- _Estratto del testo_
Ed invero, sotto tale ultimo aspetto, la copertura finanziaria di un provvedimento di spesa, legislativo o amministrativo, risulta un canone fondamentale recepito dall’ordinamento interno a livello costituzionale (artt. 81 e 97, Cost.), in coerenza anche con l’art. 188-C, commi due e tre, del Trattato istitutivo della Comunità europea, nel testo risultante dalle modificazioni apportate dall’art. 2, punto 43, paragrafi 2) e 3), trattato di Amsterdam del 2 ottobre 1997 (ratificato in Italia con legge 16 giugno 1998 n. 209), disposizioni da cui si desume il principio fondamentale della corretta finanza pubblica.
V) Per le ragioni che precedono l’appello va respinto, con conferma dell’impugnata sentenza.

- _Cosa farai_
a) Riassumi in due frasi l'estratto sulla copertura finanziaria della spesa.
b) Secondo l'estratto sulla copertura finanziaria della spesa, con quale legge l'Italia ha ratificato il trattato di Amsterdam?
c) Prosegui l'estratto sulla copertura finanziaria della spesa dopo la sua ultima frase.

Record di dati:
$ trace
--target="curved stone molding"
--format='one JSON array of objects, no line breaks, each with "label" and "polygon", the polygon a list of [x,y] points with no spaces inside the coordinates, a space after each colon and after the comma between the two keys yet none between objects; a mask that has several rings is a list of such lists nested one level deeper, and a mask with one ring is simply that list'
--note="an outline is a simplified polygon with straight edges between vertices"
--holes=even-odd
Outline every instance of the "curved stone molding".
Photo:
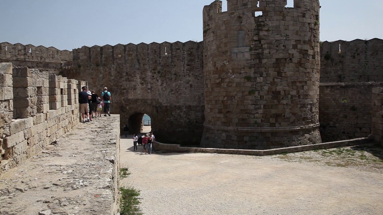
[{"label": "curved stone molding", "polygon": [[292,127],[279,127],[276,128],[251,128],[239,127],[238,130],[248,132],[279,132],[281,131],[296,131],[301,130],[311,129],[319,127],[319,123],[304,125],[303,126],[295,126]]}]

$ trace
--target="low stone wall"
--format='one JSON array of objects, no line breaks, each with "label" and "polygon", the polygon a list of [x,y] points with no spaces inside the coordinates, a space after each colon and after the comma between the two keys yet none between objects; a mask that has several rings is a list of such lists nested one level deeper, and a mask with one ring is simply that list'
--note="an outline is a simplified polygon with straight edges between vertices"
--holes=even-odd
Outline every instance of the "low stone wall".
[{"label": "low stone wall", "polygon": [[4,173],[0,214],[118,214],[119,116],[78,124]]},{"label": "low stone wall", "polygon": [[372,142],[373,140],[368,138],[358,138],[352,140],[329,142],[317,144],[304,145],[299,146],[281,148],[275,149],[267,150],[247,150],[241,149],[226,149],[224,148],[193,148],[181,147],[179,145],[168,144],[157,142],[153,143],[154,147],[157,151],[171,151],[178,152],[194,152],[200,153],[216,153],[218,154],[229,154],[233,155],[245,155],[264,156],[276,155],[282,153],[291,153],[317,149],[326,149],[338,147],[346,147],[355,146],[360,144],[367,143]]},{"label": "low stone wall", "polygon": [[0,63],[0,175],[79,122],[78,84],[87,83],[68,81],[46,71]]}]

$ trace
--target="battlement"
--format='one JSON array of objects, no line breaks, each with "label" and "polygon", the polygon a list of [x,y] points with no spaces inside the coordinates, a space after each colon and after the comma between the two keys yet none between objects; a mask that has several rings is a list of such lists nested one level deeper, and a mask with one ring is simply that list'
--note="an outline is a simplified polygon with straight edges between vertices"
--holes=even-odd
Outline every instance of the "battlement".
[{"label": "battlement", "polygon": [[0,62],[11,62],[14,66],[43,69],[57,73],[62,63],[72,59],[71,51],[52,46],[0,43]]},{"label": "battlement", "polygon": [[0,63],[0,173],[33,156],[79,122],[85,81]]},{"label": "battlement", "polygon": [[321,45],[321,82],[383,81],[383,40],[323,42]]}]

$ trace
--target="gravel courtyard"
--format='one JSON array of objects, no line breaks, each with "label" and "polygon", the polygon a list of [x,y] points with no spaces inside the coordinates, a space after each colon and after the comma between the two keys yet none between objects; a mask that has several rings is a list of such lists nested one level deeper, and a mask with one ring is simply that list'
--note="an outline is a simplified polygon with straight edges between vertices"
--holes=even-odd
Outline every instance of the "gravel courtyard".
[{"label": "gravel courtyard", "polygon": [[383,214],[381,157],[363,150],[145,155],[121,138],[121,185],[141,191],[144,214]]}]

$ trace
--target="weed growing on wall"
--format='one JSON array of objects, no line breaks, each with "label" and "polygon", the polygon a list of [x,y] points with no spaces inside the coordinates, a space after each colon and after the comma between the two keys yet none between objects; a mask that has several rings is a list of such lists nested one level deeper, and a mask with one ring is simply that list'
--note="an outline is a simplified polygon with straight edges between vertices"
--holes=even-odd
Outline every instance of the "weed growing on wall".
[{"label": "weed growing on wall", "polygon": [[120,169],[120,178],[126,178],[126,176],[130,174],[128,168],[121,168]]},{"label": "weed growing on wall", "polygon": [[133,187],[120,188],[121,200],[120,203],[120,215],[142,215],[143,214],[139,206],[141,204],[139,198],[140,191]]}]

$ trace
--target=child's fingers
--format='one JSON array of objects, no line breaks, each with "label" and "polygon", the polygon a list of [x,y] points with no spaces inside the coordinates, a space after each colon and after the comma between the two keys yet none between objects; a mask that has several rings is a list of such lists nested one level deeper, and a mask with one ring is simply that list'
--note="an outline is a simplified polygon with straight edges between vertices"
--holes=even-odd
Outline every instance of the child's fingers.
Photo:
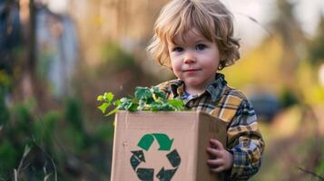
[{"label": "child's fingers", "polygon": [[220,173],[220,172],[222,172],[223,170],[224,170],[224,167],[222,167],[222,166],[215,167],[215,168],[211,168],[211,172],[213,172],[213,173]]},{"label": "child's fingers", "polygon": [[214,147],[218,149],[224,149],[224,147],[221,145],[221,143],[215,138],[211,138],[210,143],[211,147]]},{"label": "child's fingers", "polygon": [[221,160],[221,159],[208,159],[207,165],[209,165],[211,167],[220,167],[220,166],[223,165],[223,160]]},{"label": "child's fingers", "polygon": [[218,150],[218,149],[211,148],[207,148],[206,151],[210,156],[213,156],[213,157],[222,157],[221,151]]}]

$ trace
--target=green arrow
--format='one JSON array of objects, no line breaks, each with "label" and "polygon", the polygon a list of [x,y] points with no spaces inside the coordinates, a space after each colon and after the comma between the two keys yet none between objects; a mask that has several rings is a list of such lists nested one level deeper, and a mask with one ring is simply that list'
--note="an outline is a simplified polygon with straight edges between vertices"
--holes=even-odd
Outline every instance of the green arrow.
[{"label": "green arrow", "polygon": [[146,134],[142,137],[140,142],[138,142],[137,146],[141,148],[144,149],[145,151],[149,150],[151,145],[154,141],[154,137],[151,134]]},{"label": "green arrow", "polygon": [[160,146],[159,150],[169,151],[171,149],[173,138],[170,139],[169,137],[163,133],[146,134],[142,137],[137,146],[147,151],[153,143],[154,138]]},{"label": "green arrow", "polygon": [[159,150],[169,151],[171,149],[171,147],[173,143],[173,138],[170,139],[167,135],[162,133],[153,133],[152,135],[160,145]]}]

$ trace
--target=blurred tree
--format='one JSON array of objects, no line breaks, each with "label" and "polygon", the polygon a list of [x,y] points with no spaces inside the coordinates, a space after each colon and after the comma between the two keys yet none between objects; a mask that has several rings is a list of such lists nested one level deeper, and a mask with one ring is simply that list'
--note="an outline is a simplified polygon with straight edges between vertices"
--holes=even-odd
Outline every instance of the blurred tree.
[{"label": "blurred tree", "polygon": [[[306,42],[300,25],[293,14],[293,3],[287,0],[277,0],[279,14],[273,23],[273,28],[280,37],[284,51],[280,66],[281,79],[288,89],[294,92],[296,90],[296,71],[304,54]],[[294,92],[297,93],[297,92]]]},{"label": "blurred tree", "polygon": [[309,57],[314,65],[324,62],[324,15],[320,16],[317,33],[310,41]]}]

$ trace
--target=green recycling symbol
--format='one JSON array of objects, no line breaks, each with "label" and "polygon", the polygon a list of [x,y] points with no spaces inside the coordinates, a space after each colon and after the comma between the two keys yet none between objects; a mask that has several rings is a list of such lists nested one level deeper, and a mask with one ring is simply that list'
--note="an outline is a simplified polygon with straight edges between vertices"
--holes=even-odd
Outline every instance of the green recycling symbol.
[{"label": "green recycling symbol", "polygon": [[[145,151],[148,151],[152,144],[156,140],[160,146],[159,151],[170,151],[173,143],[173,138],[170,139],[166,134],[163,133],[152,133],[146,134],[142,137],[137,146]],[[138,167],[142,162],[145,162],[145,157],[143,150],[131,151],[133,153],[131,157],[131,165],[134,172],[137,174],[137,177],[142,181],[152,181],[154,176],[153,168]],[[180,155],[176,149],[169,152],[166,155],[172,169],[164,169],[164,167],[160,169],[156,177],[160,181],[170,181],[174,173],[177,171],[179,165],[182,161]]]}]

- _In risposta_
a) La copertura finanziaria di un provvedimento di spesa, legislativo o amministrativo, è un canone fondamentale recepito dall'ordinamento interno a livello costituzionale (artt. 81 e 97 Cost.). Ciò è coerente anche con l'art. 188-C del Trattato istitutivo della Comunità europea, come modificato dal trattato di Amsterdam, e da queste disposizioni si desume il principio fondamentale della corretta finanza pubblica, per cui l'appello va respinto e l'impugnata sentenza confermata.

b) Con la legge 16 giugno 1998 n. 209.

c)
La natura della controversia ed il comportamento difensivo delle parti in causa giustificano un’integrale compensazione degli oneri processuali di secondo grado fra le stesse.
P.Q.M.
il Consiglio di Stato in sede giurisdizionale, sezione VI, respinge l’appello (r.g.n. 9861/2009) e compensa gli oneri processuali di secondo grado fra le parti.
Ordina che la presente sentenza sia eseguita dall'autorità amministrativa.
Così deciso in Roma, nella camera di consiglio del giorno 9 aprile 2013, con l'intervento dei giudici:
Luigi Maruotti, Presidente
Aldo Scola, Consigliere, Estensore
Maurizio Meschino, Consigliere
Giulio Castriota Scanderbeg, Consigliere
Bernhard Lageder, Consigliere
 

 

L'ESTENSORE
IL PRESIDENTE
 

 

 

 

 

DEPOSITATA IN SEGRETERIA
Il 10/05/2013
IL SEGRETARIO
(Art. 89, co. 3, cod. proc. amm.)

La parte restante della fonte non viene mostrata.